Find how many lines in the listing below include the word "grandstand". Give that number only.

[[ Listed entries open ]]

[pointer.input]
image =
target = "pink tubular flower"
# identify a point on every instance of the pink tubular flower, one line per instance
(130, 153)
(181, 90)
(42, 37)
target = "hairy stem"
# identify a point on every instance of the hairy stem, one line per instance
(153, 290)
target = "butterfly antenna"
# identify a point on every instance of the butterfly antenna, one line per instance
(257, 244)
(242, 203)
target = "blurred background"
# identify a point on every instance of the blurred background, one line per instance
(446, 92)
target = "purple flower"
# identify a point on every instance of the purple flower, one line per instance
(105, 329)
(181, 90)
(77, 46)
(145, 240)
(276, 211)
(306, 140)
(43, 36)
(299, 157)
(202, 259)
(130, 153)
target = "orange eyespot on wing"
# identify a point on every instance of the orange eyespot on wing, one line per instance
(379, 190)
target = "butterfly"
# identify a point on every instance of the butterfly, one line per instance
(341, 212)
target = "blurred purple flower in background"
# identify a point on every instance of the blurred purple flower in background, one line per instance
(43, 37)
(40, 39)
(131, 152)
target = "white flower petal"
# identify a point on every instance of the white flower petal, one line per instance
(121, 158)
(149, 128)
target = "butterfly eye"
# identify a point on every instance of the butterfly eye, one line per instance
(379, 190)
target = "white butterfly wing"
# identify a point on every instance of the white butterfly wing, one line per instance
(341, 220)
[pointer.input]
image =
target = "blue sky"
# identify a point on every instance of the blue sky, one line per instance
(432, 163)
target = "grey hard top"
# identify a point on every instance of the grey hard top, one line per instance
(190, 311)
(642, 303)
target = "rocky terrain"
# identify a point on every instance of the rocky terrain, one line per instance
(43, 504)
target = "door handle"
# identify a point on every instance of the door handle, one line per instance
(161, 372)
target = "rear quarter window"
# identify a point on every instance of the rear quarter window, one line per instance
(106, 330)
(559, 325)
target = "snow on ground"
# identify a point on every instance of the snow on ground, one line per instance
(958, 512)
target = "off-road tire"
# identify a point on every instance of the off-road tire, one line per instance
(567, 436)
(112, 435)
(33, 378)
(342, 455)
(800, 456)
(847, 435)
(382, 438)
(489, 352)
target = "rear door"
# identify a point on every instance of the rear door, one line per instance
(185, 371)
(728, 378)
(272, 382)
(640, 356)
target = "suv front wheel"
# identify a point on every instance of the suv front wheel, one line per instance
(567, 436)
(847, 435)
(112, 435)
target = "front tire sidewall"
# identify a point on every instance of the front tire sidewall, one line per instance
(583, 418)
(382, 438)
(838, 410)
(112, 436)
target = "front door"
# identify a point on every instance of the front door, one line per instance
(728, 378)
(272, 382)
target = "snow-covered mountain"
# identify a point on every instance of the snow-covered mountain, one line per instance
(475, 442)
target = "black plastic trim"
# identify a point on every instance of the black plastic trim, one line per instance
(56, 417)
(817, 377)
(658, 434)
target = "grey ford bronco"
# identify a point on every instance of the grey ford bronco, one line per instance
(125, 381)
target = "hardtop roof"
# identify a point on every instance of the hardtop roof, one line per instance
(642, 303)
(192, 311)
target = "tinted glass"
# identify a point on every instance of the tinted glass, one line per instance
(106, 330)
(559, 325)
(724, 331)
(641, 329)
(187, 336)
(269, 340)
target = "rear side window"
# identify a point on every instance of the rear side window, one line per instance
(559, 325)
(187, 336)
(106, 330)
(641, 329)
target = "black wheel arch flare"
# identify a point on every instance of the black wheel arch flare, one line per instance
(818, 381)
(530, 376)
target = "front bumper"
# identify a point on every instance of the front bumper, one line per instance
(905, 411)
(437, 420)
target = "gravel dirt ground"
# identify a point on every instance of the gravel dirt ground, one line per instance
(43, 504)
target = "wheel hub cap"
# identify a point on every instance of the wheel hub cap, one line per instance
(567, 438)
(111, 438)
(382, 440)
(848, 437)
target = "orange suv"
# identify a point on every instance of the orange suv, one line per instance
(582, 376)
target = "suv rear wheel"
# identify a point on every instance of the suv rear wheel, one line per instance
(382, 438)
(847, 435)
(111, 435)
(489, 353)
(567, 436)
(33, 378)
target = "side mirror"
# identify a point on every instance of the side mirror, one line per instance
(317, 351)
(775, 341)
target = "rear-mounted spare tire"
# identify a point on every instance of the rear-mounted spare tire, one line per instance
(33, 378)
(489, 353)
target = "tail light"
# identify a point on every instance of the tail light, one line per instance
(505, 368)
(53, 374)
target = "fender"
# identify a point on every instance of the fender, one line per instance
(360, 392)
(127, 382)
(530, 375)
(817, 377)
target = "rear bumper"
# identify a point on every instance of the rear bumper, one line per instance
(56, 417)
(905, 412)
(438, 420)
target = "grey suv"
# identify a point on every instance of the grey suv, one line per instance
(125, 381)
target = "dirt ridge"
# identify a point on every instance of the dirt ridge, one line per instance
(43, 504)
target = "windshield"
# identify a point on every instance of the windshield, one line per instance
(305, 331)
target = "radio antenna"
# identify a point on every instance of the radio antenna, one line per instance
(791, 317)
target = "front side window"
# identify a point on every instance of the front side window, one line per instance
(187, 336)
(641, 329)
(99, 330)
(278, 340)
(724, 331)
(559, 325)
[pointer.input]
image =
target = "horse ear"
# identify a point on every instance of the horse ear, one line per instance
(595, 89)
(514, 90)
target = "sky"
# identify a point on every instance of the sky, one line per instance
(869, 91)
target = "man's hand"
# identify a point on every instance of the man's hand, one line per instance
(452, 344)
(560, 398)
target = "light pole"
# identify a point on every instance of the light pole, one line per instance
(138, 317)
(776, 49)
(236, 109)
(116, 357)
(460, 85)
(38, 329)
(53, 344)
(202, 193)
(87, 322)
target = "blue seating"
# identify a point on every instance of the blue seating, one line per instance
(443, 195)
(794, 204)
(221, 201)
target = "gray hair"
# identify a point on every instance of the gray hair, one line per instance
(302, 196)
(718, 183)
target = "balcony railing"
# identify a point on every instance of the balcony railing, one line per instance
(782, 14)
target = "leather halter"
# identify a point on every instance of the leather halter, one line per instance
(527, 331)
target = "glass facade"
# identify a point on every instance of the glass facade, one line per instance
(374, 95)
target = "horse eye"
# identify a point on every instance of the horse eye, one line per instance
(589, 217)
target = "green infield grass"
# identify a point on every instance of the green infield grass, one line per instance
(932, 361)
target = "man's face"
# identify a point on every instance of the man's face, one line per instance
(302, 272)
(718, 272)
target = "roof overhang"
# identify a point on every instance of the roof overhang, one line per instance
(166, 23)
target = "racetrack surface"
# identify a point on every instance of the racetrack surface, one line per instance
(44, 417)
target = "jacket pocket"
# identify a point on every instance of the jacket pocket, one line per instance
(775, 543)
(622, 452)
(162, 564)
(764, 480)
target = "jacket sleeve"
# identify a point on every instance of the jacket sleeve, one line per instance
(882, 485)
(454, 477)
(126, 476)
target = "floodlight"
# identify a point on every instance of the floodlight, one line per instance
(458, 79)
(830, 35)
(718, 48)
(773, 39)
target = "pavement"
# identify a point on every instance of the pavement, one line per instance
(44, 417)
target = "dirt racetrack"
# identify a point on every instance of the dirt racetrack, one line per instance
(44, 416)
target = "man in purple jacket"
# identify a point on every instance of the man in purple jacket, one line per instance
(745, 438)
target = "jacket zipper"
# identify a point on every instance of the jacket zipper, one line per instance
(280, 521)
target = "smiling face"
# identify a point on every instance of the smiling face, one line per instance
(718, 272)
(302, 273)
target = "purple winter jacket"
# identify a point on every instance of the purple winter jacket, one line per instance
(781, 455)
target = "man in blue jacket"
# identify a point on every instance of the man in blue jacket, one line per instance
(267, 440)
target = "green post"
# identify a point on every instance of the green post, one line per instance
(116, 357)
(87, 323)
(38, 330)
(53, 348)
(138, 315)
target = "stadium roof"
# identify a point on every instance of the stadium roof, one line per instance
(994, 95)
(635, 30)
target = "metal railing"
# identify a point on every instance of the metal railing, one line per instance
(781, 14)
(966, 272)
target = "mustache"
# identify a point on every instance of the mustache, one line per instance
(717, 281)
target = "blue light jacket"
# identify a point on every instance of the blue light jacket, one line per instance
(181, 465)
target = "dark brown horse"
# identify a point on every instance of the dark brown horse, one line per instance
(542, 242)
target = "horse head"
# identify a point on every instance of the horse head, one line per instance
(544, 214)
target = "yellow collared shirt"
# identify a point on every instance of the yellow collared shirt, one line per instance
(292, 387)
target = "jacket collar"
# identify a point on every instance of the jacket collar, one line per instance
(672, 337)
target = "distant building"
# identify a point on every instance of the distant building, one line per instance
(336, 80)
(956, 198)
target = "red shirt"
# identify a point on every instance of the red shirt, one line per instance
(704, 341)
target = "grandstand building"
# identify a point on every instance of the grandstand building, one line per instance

[[ Listed entries closed ]]

- **Response below**
2